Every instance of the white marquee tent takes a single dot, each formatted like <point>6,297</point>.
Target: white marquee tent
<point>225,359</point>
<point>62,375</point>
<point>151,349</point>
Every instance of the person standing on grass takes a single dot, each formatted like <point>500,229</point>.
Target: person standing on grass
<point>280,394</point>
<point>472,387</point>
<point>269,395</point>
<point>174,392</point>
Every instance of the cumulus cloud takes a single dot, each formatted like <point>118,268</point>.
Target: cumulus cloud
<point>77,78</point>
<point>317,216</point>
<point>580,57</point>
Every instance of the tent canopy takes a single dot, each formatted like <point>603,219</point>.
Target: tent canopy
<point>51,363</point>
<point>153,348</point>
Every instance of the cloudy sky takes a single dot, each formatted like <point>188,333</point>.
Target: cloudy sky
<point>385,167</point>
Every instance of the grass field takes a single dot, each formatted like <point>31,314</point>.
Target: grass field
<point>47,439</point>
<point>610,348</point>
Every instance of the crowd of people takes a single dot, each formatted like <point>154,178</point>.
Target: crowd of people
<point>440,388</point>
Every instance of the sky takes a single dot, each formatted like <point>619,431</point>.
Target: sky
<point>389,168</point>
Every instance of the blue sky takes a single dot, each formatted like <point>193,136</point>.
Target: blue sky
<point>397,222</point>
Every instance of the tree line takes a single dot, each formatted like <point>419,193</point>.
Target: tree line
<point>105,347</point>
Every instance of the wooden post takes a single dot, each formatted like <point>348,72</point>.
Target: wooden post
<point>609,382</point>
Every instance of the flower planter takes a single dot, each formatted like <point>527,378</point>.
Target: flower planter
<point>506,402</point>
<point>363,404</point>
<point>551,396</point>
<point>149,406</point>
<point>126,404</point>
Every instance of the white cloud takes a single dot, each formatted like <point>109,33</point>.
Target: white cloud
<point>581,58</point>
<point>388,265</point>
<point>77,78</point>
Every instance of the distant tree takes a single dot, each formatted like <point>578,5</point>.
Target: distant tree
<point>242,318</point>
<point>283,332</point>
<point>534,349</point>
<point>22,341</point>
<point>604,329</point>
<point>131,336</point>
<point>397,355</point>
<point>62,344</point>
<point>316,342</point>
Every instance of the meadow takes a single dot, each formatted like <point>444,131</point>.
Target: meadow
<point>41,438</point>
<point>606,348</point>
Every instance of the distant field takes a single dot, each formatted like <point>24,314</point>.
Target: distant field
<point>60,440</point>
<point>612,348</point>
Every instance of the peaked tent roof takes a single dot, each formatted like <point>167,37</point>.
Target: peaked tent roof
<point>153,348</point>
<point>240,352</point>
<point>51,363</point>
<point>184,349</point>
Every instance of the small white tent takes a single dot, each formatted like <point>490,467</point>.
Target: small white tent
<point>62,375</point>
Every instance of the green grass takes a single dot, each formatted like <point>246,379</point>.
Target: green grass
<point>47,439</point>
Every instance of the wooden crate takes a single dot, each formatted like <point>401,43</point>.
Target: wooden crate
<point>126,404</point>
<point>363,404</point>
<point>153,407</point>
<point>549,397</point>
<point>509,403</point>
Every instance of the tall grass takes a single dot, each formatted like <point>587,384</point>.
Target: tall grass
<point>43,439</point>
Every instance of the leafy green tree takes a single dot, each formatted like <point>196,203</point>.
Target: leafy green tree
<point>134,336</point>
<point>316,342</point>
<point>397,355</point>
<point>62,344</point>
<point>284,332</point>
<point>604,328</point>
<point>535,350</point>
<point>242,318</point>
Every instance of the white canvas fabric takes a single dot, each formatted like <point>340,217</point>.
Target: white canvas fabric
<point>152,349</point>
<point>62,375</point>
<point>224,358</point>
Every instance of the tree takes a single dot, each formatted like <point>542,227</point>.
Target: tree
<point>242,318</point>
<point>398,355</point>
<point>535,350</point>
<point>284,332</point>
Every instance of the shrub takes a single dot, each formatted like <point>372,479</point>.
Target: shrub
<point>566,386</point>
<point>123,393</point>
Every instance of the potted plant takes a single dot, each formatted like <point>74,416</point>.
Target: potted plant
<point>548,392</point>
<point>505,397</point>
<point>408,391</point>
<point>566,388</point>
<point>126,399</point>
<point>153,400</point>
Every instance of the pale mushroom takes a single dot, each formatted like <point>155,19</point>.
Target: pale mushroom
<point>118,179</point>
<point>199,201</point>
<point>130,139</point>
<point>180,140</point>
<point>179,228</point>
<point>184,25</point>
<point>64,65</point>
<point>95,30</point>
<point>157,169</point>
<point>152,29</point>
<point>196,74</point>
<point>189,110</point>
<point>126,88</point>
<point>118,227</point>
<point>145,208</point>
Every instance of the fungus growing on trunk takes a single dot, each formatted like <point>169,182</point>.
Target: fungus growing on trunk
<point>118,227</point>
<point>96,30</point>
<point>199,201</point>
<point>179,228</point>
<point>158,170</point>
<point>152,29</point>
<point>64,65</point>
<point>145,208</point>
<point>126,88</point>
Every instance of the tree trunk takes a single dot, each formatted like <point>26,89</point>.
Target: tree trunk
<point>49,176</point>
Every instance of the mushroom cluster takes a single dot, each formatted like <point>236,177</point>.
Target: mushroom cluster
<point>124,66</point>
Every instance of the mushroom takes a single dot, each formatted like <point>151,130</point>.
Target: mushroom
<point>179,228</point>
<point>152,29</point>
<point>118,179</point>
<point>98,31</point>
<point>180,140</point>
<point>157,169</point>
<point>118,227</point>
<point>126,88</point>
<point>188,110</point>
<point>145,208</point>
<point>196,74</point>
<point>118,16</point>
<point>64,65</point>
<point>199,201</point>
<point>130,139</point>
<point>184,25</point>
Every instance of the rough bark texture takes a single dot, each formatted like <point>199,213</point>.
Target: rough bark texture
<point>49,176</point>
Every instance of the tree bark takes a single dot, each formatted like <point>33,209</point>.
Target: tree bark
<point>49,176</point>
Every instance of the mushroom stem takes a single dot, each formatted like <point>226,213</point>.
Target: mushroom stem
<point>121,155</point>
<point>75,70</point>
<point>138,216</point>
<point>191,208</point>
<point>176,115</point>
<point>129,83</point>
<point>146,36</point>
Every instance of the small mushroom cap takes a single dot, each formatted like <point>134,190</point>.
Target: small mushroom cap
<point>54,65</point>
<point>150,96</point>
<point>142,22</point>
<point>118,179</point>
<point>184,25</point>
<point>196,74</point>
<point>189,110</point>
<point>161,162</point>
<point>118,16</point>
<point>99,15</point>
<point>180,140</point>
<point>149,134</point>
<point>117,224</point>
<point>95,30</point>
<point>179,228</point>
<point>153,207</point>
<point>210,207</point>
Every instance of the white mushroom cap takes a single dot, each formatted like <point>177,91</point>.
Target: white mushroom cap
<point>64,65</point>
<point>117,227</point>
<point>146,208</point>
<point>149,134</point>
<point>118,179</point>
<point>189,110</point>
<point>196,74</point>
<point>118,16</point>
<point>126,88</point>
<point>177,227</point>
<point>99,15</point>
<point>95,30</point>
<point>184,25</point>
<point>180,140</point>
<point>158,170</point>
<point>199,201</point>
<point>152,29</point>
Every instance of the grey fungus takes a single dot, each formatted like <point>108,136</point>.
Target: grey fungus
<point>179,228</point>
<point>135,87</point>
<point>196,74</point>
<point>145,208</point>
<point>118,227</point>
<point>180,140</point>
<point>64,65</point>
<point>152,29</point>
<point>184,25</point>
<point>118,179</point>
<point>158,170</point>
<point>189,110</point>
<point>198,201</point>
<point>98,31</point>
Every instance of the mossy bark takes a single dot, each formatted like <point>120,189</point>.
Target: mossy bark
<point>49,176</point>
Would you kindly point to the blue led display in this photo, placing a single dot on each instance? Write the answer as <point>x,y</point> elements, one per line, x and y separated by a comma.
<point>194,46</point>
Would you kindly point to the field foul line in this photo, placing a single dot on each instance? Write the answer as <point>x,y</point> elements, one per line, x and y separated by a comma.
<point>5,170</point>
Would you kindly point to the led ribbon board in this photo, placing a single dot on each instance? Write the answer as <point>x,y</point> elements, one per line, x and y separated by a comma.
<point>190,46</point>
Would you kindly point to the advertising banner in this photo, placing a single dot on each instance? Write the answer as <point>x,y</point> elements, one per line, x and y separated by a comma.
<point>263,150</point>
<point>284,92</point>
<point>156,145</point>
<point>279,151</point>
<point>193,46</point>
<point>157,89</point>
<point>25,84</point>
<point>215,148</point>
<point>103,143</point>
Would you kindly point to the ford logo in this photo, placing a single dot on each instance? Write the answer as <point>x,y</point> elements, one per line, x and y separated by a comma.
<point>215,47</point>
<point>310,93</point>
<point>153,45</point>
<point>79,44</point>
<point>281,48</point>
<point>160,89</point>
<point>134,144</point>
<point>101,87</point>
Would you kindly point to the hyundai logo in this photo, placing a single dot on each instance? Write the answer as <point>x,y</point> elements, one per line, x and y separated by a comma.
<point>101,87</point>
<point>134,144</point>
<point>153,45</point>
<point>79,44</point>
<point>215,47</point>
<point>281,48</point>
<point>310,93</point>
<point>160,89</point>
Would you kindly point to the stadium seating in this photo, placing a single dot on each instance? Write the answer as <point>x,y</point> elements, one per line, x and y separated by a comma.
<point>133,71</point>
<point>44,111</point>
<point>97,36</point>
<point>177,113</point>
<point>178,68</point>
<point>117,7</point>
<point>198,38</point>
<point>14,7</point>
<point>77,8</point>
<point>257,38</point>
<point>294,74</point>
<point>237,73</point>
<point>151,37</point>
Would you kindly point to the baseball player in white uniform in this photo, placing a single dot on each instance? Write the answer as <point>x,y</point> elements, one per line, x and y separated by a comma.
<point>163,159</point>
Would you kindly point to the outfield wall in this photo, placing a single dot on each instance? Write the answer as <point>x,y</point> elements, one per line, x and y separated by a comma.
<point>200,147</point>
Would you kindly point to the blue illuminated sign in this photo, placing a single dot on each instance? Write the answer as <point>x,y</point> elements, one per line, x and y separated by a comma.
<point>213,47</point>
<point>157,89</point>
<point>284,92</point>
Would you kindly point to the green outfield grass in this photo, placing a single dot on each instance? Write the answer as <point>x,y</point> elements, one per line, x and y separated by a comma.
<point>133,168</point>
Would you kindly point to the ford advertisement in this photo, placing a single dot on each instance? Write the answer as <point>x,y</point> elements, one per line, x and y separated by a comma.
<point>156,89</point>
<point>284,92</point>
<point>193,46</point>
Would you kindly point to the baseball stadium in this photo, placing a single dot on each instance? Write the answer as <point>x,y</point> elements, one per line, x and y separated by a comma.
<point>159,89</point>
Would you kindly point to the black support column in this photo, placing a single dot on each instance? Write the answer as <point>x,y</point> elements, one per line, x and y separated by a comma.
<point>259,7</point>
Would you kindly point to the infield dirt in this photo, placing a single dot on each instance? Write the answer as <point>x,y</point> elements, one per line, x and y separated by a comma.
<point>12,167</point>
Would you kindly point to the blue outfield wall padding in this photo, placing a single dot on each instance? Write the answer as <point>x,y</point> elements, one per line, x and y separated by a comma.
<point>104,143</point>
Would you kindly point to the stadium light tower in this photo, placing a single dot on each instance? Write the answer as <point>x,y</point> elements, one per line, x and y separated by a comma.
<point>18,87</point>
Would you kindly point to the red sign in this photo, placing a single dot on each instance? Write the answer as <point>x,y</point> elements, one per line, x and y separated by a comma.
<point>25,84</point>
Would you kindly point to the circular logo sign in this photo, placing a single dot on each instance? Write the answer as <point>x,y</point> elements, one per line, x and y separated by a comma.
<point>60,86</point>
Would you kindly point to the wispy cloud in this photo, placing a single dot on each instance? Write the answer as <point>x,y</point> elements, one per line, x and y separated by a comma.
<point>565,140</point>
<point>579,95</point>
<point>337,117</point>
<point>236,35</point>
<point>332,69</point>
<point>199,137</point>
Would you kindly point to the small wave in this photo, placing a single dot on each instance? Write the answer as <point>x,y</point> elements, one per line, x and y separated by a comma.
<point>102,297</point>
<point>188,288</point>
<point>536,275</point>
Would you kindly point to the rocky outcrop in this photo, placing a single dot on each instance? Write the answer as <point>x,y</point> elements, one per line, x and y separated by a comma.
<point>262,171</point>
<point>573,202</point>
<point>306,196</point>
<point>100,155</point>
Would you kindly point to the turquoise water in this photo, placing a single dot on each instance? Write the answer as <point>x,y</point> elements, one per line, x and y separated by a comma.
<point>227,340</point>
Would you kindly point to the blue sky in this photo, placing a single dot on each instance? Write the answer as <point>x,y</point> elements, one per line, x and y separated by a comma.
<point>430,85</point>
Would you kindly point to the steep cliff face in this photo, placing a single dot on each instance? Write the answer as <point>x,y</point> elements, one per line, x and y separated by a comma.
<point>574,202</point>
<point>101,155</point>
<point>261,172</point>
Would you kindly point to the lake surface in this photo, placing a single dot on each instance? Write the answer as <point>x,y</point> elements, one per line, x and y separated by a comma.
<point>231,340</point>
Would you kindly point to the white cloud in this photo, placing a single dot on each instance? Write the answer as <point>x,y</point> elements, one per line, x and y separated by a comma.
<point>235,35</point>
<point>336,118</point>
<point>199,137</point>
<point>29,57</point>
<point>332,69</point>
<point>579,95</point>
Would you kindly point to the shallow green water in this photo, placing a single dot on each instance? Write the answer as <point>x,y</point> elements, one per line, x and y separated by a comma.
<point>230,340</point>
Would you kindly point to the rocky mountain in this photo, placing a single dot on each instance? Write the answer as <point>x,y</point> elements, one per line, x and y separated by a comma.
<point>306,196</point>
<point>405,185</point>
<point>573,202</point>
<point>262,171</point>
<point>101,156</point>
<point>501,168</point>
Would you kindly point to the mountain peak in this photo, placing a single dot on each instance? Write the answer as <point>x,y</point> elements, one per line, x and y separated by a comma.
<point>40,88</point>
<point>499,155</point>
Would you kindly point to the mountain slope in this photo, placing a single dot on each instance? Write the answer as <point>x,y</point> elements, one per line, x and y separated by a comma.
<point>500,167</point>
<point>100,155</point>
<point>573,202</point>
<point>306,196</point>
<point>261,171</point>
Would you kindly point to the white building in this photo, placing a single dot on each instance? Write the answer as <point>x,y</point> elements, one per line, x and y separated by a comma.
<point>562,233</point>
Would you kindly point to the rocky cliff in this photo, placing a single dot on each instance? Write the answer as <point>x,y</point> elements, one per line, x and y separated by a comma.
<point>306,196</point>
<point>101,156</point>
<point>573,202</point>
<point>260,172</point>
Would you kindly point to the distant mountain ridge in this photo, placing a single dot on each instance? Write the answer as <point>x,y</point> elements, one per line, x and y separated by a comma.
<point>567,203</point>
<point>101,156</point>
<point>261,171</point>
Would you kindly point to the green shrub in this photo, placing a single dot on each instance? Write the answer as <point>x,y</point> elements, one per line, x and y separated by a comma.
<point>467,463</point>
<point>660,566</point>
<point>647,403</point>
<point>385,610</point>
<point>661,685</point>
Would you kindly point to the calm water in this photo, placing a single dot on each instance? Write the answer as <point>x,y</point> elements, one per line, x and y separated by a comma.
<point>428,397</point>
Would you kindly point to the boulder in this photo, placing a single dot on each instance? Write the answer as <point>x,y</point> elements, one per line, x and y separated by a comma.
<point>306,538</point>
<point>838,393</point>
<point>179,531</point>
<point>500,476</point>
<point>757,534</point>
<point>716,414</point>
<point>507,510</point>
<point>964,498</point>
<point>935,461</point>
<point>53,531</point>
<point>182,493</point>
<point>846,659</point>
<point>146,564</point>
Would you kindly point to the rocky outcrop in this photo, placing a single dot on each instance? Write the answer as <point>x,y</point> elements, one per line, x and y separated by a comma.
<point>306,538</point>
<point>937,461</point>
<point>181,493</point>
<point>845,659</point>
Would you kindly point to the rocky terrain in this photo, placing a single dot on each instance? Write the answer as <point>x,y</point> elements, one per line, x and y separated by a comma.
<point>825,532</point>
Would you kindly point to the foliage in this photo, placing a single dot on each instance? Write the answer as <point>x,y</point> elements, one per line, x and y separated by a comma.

- Do this: Turn the part of the records that opens with the line containing "Would you kindly point to the advertising" and closes with the line containing "<point>156,145</point>" into a Markdown table. Use the columns Row and Record line, give each line its own numbered row, and leave out blank lines.

- Result below:
| Row | Record line |
|---|---|
| 1 | Would you kindly point to the advertising banner in this photo, placing a single dot on each instance? Write the answer as <point>x,y</point> elements, one per line, x and y separated by a comma. |
| 2 | <point>263,150</point> |
| 3 | <point>284,92</point> |
| 4 | <point>156,145</point> |